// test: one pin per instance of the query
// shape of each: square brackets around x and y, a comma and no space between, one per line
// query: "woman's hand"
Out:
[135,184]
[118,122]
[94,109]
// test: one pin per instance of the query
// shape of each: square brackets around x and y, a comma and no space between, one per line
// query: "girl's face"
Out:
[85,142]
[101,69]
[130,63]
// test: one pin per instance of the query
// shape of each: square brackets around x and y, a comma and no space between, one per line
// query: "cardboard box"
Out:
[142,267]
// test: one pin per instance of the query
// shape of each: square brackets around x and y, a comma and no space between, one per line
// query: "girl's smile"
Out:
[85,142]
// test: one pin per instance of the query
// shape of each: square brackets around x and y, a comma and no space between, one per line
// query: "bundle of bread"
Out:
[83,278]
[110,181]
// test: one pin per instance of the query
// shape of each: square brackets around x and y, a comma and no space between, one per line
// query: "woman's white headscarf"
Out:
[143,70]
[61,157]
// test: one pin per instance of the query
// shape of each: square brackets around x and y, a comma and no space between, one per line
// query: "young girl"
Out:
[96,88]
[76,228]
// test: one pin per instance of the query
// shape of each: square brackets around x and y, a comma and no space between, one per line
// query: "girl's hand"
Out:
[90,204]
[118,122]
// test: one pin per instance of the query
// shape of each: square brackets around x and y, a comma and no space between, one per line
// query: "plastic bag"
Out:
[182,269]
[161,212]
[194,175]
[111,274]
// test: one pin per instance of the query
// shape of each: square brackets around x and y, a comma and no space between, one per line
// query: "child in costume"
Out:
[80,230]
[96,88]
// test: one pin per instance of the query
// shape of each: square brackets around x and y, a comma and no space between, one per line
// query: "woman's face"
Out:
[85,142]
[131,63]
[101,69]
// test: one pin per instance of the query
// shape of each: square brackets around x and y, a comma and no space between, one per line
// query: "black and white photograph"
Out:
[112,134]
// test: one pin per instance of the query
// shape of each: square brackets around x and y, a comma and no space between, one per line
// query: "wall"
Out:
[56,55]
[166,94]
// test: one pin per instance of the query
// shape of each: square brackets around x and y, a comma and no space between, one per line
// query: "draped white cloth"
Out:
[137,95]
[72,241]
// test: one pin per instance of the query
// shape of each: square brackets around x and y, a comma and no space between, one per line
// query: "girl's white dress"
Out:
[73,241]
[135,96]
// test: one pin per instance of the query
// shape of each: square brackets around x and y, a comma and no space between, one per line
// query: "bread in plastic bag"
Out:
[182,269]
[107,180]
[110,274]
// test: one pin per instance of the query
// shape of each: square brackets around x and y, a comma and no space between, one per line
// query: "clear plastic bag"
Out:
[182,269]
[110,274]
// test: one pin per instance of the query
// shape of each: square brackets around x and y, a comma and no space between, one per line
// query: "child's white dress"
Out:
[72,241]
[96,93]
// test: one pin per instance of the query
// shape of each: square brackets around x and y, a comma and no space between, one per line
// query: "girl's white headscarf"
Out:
++++++
> _Work instruction_
What's wanted here is every record, retyped exactly as shown above.

> _Response for this exercise_
// test: one pin per instance of the query
// shape of each: square brackets around x and y, a comma and no space between, one per line
// query: "woman's hand"
Out:
[135,184]
[118,122]
[94,109]
// test: one pin per instance of the query
// shape of each: square brackets around x and y, a comma and no space between, one per line
// query: "girl's face"
Out:
[85,142]
[101,69]
[130,63]
// test: one pin per instance of the query
// shape of each: square brackets around x and y, a comma and no space between, one per line
// query: "cardboard box"
Out:
[142,267]
// test: one pin per instance of the query
// shape of each: square brackets around x and y, a comma and no space between, one per line
// query: "girl's smile"
Out:
[85,142]
// test: one pin per instance of the query
// shape of each: square brackets around x and y, a comma and no space between, one per line
// query: "bundle of bread"
Out:
[83,278]
[110,181]
// test: one pin per instance of the query
// shape of each: square brackets around x and y, a comma and no space between, one per line
// query: "woman's white headscarf"
Out:
[143,70]
[61,157]
// test: one pin per instance of the query
// shape of each: square brackets around x and y, a comma and no space between, one per line
// query: "young girl"
Out:
[96,88]
[76,228]
// test: one pin per instance of the query
// shape of each: square brackets around x and y, a comma and no space between, one per line
// query: "girl's hand"
Out:
[90,204]
[118,122]
// test: one pin per instance of the query
// shape of each: square brackets around x and y, a comma and no space between, one per line
// query: "plastic bag"
Out:
[182,269]
[161,212]
[194,175]
[111,274]
// test: one pin per instance of the query
// shape of each: square brackets around x and y, a comma and no space between, one per line
// query: "child in costume"
Out:
[80,230]
[96,88]
// test: one pin per instance of the query
// shape of each: square brackets around x and y, a comma and no space between, one per line
// query: "woman's face"
Out:
[85,142]
[131,63]
[101,69]
// test: one pin per instance of the query
// shape of each: square brackets around x and y, a comma and no space between, one per line
// query: "black and white photograph"
Out:
[112,134]
// test: one pin per instance of the query
// shape of each: square brackets around x and y, a comma and no space between, one per line
// query: "wall"
Out:
[56,55]
[166,94]
// test: one pin per instance of the query
// shape of each: square brackets around x and y, a comma and no space between, one per line
// query: "draped white cloth"
Out:
[137,95]
[72,241]
// test: one pin per instance of the query
// shape of each: square brackets around x and y, a comma and no space between, one per line
// query: "girl's white dress"
Out:
[73,241]
[135,96]
// test: one pin per instance of the query
// shape of each: square brackets around x and y, a comma and no space between, one per line
// query: "bread in plastic bag"
Out:
[182,269]
[107,180]
[110,274]
// test: one pin per instance of the query
// shape of each: square brackets around x and y, a comma and no space between, one per line
// query: "clear plastic bag"
Out:
[182,269]
[110,274]
// test: one pin per instance of the query
// shape of each: square brackets around x and y, a comma and no space between, one per line
// query: "child's white dress"
Out:
[72,241]
[96,93]
// test: one pin per instance of the query
// shape of each: square brackets around x and y, a comma and no space between, one per line
// query: "girl's white headscarf"
Out:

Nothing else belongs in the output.